# Goal
Reproduce the data below with "dark metal frame" replaced by "wooden railing" and everything else left unchanged.
◇ ◇ ◇ ◇ ◇ ◇ ◇
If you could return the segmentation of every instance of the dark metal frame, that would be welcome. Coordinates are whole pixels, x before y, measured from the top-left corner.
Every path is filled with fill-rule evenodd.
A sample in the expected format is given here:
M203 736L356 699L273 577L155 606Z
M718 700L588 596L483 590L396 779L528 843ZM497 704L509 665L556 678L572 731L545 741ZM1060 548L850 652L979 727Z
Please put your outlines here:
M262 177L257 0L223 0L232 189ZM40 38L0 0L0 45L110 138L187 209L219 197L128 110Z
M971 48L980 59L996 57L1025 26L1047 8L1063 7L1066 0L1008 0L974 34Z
◇ ◇ ◇ ◇ ◇ ◇ ◇
# Answer to the problem
If you could return the segmentation of every instance of the wooden railing, that would be welcome. Coordinates are whole pixels, x before y, measured from the top-left corner.
Every path is filled with fill-rule evenodd.
A sample in the expected format is given here:
M203 736L356 699L273 577L155 606Z
M718 700L588 596L483 590L396 779L528 843ZM497 704L509 665L556 678L572 731L545 741ZM1060 548L850 652L979 727Z
Please put your outlines here:
M262 177L257 0L223 0L232 189ZM40 38L0 0L0 45L110 138L187 209L219 197L128 110Z
M971 48L980 59L996 57L1025 26L1047 8L1063 7L1066 0L1008 0L974 34Z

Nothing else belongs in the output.